## ЗАДАНИЕ 1
Повторите дословно часть беседы о будущем от слов «Мы друг друга» до слов «собственной ментальной структуры.» включительно.
## ЗАДАНИЕ 2
Сократите абзац беседы о будущем, который начинается словами «Мы друг друга убеждаем», до короткого списка и сохраните его главные мысли.
## ЗАДАНИЕ 3
Допишите продолжение беседы о будущем, начиная сразу после ее последней реплики.

Ну, а в нашей ситуации — тем более. Если прямо сейчас взять какие-то наиболее явные признаки настоящего и экстраполировать в будущее, то получится что-то вроде картинок из фильма «Письма мертвого человека» — серая пустыня, по которой ходят какие-то люди в костюмах химзащиты и противогазах и что-то такое ковыряют палочками. Экстраполировать из настоящего получается только будущее, которого не хочется.
Мы друг друга убеждаем в одном и том же. Никто из нас не хочет отказаться от разговоров о будущем. В этом задача проекта «После» и его пафос. И мы хотим разговаривать именно о будущем. И мы все сейчас понимаем, что просто задав вопрос, это не очень получается. Нужно оторвать людей от настоящего. А раз так, то не надо пытаться экстраполировать — экстраполировать нечего, надо пытаться фантазировать. И я тут вижу один конкретный прием: максимально персонифицировать. Предложить людям говорить не «вообще», а именно о себе.
Ицкович: Исходя из собственной экосистемы и собственной ментальной структуры.
Громов: Я думаю, что не всем комфортно говорить через себя, но у большинства наших собеседников есть не только их личный опыт, но и опыт тех областей знаний, которыми они занимаются. Он тоже может стать основанием для фантазий о будущем. И это как раз их экосистемы и их ментальные структуры. Ну, и как это ни банально звучит, вполне можно разговор о будущем провоцировать через вопрос о месте России в этом будущем мире. Есть она или нет, что вообще такое Россия (не территориально, а по сути), что предлагает миру, что предлагает своим гражданам.
Ицкович: Для меня в этих разговорах самое важное, когда удается отколупать личность человека, экзистенцию, его личные перспективы. Личную драму, если хотите. В конце концов, все люди, с которыми мы говорим, так или иначе страдают, так как не видят своего существования кроме как в ментальном и культурном контексте Родины. И самое важное, что мы производим здесь, — мы отколупываем из общего потока рассуждений хоть какую-то перспективу. Реальную или фантазийную. Мы живем в предельно болотистом и удушливом настоящем, и разговоры о будущем — наш шанс продышаться. Открыть хоть какую-то форточку.

## ИСХОДНЫЕ ЗАПИСИ
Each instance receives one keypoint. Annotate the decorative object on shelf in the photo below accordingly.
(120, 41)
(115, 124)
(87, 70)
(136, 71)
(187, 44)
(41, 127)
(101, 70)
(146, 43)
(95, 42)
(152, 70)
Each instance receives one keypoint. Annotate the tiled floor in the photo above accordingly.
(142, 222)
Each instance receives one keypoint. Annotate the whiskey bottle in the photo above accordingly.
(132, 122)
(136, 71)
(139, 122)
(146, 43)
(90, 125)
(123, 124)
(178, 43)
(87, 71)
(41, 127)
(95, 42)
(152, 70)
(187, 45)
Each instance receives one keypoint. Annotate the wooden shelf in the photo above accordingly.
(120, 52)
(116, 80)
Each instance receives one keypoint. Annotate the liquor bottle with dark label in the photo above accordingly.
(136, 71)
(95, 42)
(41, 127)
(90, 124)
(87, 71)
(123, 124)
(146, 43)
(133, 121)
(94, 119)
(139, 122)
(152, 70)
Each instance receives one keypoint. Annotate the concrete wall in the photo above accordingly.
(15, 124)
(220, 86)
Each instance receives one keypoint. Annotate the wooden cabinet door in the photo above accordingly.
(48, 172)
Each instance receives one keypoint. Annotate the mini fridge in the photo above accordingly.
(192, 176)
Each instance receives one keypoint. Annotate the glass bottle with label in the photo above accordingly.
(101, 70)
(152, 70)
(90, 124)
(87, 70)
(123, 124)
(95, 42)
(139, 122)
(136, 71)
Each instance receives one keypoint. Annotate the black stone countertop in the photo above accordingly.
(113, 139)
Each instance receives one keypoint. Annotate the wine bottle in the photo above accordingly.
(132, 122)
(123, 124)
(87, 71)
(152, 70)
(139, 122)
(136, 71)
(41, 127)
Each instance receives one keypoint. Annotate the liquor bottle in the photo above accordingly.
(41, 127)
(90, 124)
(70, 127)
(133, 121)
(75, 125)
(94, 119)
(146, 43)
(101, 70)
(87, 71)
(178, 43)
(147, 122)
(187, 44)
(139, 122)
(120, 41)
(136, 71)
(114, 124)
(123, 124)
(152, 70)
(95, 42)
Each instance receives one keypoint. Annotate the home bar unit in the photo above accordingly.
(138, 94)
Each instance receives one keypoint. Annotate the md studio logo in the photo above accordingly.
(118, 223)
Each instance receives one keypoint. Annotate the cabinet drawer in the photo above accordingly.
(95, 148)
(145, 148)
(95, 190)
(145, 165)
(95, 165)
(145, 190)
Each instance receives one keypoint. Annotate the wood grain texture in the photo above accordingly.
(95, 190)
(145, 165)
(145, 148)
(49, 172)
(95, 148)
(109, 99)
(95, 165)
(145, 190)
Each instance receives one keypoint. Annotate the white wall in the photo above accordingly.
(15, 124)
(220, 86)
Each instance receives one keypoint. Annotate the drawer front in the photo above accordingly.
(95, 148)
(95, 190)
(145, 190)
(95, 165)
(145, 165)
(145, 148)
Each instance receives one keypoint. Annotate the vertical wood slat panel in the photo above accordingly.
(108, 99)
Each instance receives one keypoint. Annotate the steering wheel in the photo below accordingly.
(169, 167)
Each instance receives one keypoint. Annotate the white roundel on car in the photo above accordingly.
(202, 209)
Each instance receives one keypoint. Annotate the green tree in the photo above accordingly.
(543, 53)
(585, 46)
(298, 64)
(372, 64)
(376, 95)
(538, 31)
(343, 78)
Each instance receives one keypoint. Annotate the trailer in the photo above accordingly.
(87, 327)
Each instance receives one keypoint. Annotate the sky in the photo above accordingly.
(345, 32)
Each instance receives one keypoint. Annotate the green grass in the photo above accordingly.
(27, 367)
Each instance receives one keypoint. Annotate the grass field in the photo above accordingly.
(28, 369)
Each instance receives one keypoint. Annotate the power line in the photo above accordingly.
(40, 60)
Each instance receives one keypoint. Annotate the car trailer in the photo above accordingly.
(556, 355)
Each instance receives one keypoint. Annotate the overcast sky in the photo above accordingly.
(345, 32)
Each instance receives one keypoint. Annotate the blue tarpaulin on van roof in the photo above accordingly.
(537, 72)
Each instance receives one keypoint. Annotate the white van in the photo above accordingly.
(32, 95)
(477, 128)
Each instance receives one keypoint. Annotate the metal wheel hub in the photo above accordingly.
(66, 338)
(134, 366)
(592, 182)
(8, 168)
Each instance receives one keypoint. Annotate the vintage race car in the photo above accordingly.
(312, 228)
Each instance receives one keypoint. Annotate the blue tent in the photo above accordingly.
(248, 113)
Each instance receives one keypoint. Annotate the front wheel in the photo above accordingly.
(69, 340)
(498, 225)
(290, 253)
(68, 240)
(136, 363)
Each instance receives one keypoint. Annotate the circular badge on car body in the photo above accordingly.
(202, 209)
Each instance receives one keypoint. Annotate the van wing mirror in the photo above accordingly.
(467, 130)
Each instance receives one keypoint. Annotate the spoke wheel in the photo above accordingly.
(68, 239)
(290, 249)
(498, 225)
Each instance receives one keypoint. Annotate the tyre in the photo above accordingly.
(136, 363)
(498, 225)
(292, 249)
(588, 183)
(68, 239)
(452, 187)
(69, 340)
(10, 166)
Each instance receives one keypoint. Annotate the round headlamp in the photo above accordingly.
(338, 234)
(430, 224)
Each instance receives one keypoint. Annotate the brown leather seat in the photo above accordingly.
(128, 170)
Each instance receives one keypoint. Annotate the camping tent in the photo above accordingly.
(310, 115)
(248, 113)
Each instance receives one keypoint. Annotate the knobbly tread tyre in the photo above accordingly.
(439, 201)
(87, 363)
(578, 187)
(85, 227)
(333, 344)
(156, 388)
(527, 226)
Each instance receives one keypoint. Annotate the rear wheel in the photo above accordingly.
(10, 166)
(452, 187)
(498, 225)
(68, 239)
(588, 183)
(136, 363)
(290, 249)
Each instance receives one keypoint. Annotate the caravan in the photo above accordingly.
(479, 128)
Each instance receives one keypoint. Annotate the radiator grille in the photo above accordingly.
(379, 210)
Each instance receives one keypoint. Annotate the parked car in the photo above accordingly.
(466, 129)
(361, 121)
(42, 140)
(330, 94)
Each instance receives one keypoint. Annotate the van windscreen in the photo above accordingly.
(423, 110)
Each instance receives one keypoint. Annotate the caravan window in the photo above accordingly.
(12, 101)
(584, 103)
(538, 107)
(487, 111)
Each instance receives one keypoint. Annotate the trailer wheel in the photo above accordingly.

## РЕЗУЛЬТАТ ВЫПОЛНЕНИЯ 1
Мы друг друга убеждаем в одном и том же. Никто из нас не хочет отказаться от разговоров о будущем. В этом задача проекта «После» и его пафос. И мы хотим разговаривать именно о будущем. И мы все сейчас понимаем, что просто задав вопрос, это не очень получается. Нужно оторвать людей от настоящего. А раз так, то не надо пытаться экстраполировать — экстраполировать нечего, надо пытаться фантазировать. И я тут вижу один конкретный прием: максимально персонифицировать. Предложить людям говорить не «вообще», а именно о себе.
Ицкович: Исходя из собственной экосистемы и собственной ментальной структуры.

## РЕЗУЛЬТАТ ВЫПОЛНЕНИЯ 2
- Никто из собеседников не хочет отказываться от разговоров о будущем. В этом задача и пафос проекта «После».
- Если просто задать вопрос, разговор о будущем не складывается, поэтому людей нужно оторвать от настоящего.
- Экстраполировать нечего, значит, надо фантазировать.
- Конкретный прием: максимально персонифицировать разговор, то есть предложить людям говорить не «вообще», а о себе.

## РЕЗУЛЬТАТ ВЫПОЛНЕНИЯ 3
Давыдов: Я говорил о нашем проекте как о литературном, Андрей — как об идеологическом, а вы — как о терапевтическом. Собственно, и наши читатели в отзывах часто пишут о том, что наши разговоры тьму чуть-чуть раздвигают. Дают надежду.
Ицкович: Я бы назвал его не терапевтическим, а экзистенциальным. Но, в любом случае, мы по сути об одном и том же говорим. Просто разные аспекты и разные стратегии. И у наших собеседников, очевидно, будут у каждого свои стратегии выстраивания будущего. В этом и смысл.
Я согласен, что взгляд через людей, может быть, единственная доступная нам оптика. Просто в силу того, что мы вообще в этом проекте делаем. Но вот чего хотелось бы. Я говорю сейчас о себе: мои убеждения легко превращаются в догмы и формируют ценностную картину, которая, кроме всего прочего, мешает мне видеть других, другие картины.
Это некоторая проблема, потому что заставляет нас ходить по замкнутому кругу своих, к иным испытывая недомогание в лучшем случае. У нас есть какой-то набор представлений, содержащийся в высказываниях наших собеседников. Качественный и объемный, но свой заранее.
Как пойти к другим картинам, к новым собеседникам? Вчуже, «антропологически» это понятно, но как это превратить в нарратив, пусть хотя бы для начала рабочий? А ведь мы хотим разглядеть будущее социума, который всё равно, так или иначе, будет мультивселенной. И мы ведь хотим такой сложный мир? Надо пробовать расширять границы доверия, искать для этого основания. И здесь может быть «художественный», не аналитический подход, о котором говорит Иван.